WHAT IS REQUIRED
Convert the entries below into a Markdown table with two columns, Row and Line. Number each line in Row, put the line itself in Line, and leave out any blank lines.
** start of DATA TO PROCESS **
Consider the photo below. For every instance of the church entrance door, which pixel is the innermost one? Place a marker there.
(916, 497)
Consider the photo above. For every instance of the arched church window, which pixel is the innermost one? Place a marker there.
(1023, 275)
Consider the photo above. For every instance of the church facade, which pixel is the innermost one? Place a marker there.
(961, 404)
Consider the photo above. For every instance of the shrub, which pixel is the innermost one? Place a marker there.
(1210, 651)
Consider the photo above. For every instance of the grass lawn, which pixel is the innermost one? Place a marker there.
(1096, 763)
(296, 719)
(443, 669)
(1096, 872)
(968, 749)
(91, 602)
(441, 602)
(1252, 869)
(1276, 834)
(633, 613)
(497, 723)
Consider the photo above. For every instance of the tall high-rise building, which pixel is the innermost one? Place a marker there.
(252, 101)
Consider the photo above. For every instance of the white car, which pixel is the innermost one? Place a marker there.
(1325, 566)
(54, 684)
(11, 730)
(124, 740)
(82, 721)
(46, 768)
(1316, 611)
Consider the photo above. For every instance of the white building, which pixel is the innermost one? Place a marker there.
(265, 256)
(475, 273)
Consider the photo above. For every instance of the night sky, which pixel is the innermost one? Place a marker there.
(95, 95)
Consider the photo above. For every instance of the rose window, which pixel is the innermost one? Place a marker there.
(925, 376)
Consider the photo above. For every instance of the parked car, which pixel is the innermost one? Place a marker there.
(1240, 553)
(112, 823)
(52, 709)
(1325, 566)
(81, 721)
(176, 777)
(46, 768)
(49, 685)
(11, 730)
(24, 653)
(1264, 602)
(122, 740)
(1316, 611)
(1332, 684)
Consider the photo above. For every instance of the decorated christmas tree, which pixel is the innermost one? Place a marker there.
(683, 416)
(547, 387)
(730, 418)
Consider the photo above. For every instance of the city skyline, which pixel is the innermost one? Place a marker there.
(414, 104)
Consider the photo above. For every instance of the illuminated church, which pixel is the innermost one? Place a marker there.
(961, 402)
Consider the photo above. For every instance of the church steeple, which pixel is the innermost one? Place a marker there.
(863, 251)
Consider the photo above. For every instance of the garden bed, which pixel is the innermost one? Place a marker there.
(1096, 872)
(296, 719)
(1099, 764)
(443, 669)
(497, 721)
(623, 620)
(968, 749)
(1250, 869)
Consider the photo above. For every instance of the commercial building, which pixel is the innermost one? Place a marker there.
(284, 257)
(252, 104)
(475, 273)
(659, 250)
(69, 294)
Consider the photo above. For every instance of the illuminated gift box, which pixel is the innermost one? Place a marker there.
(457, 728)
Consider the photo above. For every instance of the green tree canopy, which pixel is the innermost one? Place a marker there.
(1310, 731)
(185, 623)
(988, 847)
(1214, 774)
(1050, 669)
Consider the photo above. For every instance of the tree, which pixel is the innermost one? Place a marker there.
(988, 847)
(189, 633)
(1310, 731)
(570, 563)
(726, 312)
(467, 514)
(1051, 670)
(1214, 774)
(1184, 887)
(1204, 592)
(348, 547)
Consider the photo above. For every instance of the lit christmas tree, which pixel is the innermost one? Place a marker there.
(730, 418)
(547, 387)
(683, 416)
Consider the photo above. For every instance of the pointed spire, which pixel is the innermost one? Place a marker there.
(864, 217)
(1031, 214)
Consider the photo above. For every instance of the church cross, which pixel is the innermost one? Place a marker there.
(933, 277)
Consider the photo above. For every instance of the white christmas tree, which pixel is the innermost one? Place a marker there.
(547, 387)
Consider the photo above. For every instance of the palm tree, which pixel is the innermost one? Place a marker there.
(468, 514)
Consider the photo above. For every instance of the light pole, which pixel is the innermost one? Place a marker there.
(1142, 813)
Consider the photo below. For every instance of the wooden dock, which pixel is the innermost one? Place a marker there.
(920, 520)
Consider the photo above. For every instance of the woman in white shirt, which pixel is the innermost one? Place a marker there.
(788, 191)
** end of DATA TO PROCESS **
RESULT OF THIS EXERCISE
| Row | Line |
|---|---|
| 1 | Consider the photo below. For every instance of the church entrance door, which pixel is the innermost one? Place a marker there. |
| 2 | (916, 497) |
| 3 | Consider the photo above. For every instance of the arched church window, which pixel is the innermost one? Place a marker there. |
| 4 | (1023, 275) |
| 5 | Consider the photo above. For every instance of the church facade, which pixel is the innermost one? Place a marker there. |
| 6 | (961, 404) |
| 7 | Consider the photo above. For every instance of the shrub, which pixel is the innermost one? Place a marker there. |
| 8 | (1210, 651) |
| 9 | Consider the photo above. For every instance of the grass lawn, which pixel is the innermost one? Place a marker there. |
| 10 | (1096, 763) |
| 11 | (296, 719) |
| 12 | (443, 669) |
| 13 | (1096, 872) |
| 14 | (968, 749) |
| 15 | (91, 602) |
| 16 | (441, 602) |
| 17 | (1252, 869) |
| 18 | (1276, 834) |
| 19 | (633, 613) |
| 20 | (497, 723) |
| 21 | Consider the photo above. For every instance of the tall high-rise building, which pixel is the innermost one? Place a marker there. |
| 22 | (252, 101) |
| 23 | Consider the photo above. For every instance of the white car, which pixel is the innermost one? Place a marker there. |
| 24 | (1325, 566) |
| 25 | (54, 684) |
| 26 | (11, 730) |
| 27 | (124, 740) |
| 28 | (82, 721) |
| 29 | (46, 768) |
| 30 | (1316, 611) |
| 31 | Consider the photo above. For every instance of the white building, which pixel is the innermost one? Place a marker there. |
| 32 | (265, 256) |
| 33 | (475, 273) |
| 34 | Consider the photo above. For every instance of the night sky, which pixel is the innermost one? Place a marker there. |
| 35 | (95, 95) |
| 36 | Consider the photo above. For every instance of the rose window, which pixel is the innermost one? Place a marker there. |
| 37 | (925, 376) |
| 38 | Consider the photo above. For every instance of the parked car, which pixel is the innermost one? Place a marker there. |
| 39 | (1240, 553) |
| 40 | (112, 823) |
| 41 | (52, 709) |
| 42 | (1325, 566) |
| 43 | (81, 721) |
| 44 | (176, 777) |
| 45 | (46, 768) |
| 46 | (49, 685) |
| 47 | (11, 730) |
| 48 | (24, 653) |
| 49 | (1264, 602) |
| 50 | (122, 740) |
| 51 | (1316, 611) |
| 52 | (1332, 684) |
| 53 | Consider the photo above. For every instance of the decorated christmas tree, which pixel is the innermost one? Place a marker there. |
| 54 | (683, 416) |
| 55 | (547, 387) |
| 56 | (730, 418) |
| 57 | Consider the photo above. For every instance of the city skyline, which pixel is the innermost one? Place a marker there. |
| 58 | (414, 104) |
| 59 | Consider the photo above. For every instance of the illuminated church, which pixel is the innermost one? Place a marker there. |
| 60 | (961, 402) |
| 61 | Consider the photo above. For every instance of the church steeple, which pixel is the innermost one? Place a marker there. |
| 62 | (863, 251) |
| 63 | Consider the photo above. For every instance of the garden bed, which pixel is the innermost one? Place a marker there. |
| 64 | (1096, 872) |
| 65 | (296, 719) |
| 66 | (1099, 764) |
| 67 | (443, 669) |
| 68 | (497, 721) |
| 69 | (623, 620) |
| 70 | (968, 749) |
| 71 | (1250, 869) |
| 72 | Consider the photo above. For every instance of the commercial building, which pixel is the innermost one? Place a marker there. |
| 73 | (284, 257) |
| 74 | (252, 104) |
| 75 | (475, 273) |
| 76 | (659, 250) |
| 77 | (69, 294) |
| 78 | Consider the photo above. For every instance of the illuminated gift box, which pixel is the innermost one? Place a marker there. |
| 79 | (457, 728) |
| 80 | Consider the photo above. For every instance of the green tree canopy, which pixel is the innermost one? Place a marker there. |
| 81 | (1310, 731) |
| 82 | (185, 623) |
| 83 | (988, 847) |
| 84 | (1214, 774) |
| 85 | (1050, 669) |
| 86 | Consider the photo above. For every instance of the tree, which pixel is the innermost one? Place a marker there. |
| 87 | (988, 847) |
| 88 | (189, 633) |
| 89 | (1310, 731) |
| 90 | (570, 563) |
| 91 | (726, 312) |
| 92 | (467, 514) |
| 93 | (1051, 670) |
| 94 | (1214, 774) |
| 95 | (1184, 887) |
| 96 | (1204, 592) |
| 97 | (348, 547) |
| 98 | Consider the photo above. For every instance of the lit christmas tree, which pixel is the innermost one? Place a marker there. |
| 99 | (730, 418) |
| 100 | (547, 387) |
| 101 | (683, 416) |
| 102 | Consider the photo above. For every instance of the pointed spire, which pixel is the innermost one? Place a marker there. |
| 103 | (864, 217) |
| 104 | (1031, 214) |
| 105 | Consider the photo above. For every instance of the church cross, which pixel is the innermost one? Place a marker there. |
| 106 | (933, 277) |
| 107 | Consider the photo above. For every instance of the white christmas tree, which pixel is the innermost one? Place a marker there. |
| 108 | (547, 387) |
| 109 | Consider the photo above. For every instance of the palm tree, which pixel is the innermost one? Place a marker there. |
| 110 | (468, 514) |
| 111 | Consider the photo above. For every instance of the light pole, which pixel is the innermost one? Place a marker there. |
| 112 | (1142, 813) |
| 113 | Consider the photo below. For every instance of the wooden dock, which pixel is the innermost one? Place a marker there. |
| 114 | (920, 520) |
| 115 | Consider the photo above. For every instance of the woman in white shirt, which pixel is the innermost one? Place a marker there. |
| 116 | (788, 191) |